» **Required task 1**:
Duplicate the passage from the text on compound semiconductors, starting at "Sumitomo Electric’s compound" and ending at "in this field.".

» **Reading text**:
# # #

Transmission Devices Laboratory
We possess various unique technologies of crystal growth for compound semiconductors, optoelectronic devices such as semiconductor lasers and photodiodes featuring epitaxy and processing, electronic devices such as HEMTs and microwave ICs, and modules and optical data links. In addition, by vertically integrating these technological assets, we develop cutting-edge technologies to address two main markets in information and communication field (optics and wireless) and continue providing high-performance products with advanced function. Further, we continue our R&D regarding sophistication of compound semiconductor crystals and aim to expand our business into ultraviolet, mid-infrared, and high-voltage areas.
Sumitomo Electric’s compound semiconductors and their applications
Compound semiconductors are widely used in various application fields in which silicon devices cannot be used. Sumitomo Electric has developed a variety of materials as a pioneer in this field.
Making use of our technologies of bulk crystal growth, epitaxial growth, simulation technique, characterization and analysis, we are promoting research and development on high-quality, cost-effective solutions for application-specific needs as well as on challenges for new materials.

# # #

» **Required task 2**:
Rewrite the records starting at the line that contains "Look at the photo above. For every instance of the standing" and ending at the end of the records, replacing "figure" with "person" and leaving everything else unchanged.

(Excerpts of pointing data)
# # #

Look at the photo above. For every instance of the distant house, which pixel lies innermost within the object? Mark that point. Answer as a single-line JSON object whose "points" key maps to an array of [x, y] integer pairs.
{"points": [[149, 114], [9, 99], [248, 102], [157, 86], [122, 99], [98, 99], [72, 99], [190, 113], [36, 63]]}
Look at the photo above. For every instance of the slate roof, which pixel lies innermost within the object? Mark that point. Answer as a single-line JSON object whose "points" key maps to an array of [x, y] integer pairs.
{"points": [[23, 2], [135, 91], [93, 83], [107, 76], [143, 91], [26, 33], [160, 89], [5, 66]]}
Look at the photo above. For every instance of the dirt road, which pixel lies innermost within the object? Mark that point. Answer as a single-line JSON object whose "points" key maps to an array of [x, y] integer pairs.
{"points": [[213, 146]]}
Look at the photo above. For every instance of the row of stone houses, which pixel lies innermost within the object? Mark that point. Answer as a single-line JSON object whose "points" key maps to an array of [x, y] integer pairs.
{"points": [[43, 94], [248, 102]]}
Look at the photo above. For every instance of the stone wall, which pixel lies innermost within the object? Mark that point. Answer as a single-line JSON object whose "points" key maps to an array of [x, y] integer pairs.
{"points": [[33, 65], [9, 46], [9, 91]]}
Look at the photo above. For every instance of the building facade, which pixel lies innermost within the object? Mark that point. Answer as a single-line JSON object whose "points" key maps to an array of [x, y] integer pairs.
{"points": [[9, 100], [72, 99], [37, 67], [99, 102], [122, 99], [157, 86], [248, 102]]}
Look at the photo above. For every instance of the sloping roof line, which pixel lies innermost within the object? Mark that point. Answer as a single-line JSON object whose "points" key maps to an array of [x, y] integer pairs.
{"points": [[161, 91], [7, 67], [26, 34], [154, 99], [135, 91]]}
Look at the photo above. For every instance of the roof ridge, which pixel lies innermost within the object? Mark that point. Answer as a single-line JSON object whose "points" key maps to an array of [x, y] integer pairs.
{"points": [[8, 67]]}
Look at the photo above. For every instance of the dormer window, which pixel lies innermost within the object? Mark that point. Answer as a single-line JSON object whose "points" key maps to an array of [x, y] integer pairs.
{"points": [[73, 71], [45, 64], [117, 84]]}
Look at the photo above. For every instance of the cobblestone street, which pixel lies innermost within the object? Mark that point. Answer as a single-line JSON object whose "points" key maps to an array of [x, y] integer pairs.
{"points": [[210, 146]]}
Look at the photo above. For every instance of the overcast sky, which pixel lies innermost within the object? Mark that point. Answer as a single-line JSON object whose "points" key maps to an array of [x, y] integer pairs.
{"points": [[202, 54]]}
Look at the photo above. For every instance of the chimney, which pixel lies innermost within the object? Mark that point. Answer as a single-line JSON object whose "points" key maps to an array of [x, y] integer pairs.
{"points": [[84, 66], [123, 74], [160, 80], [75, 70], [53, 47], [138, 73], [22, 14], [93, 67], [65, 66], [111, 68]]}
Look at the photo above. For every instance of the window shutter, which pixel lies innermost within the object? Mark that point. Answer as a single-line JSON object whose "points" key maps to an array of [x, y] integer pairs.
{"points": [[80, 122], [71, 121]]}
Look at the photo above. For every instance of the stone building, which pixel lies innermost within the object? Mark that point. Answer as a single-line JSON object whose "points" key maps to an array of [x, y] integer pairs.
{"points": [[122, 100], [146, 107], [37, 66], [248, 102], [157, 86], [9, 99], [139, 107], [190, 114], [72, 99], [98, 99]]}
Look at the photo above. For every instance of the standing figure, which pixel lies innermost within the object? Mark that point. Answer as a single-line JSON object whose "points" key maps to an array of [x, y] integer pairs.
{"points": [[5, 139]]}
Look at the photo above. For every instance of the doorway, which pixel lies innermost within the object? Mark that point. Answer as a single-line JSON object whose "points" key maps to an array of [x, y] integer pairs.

# # #

» **Correct result 1**:
Sumitomo Electric’s compound semiconductors and their applications
Compound semiconductors are widely used in various application fields in which silicon devices cannot be used. Sumitomo Electric has developed a variety of materials as a pioneer in this field.

» **Correct result 2**:
Look at the photo above. For every instance of the standing person, which pixel lies innermost within the object? Mark that point. Answer as a single-line JSON object whose "points" key maps to an array of [x, y] integer pairs.
{"points": [[5, 139]]}
Look at the photo above. For every instance of the doorway, which pixel lies innermost within the object? Mark that point. Answer as a single-line JSON object whose "points" key maps to an array of [x, y] integer pairs.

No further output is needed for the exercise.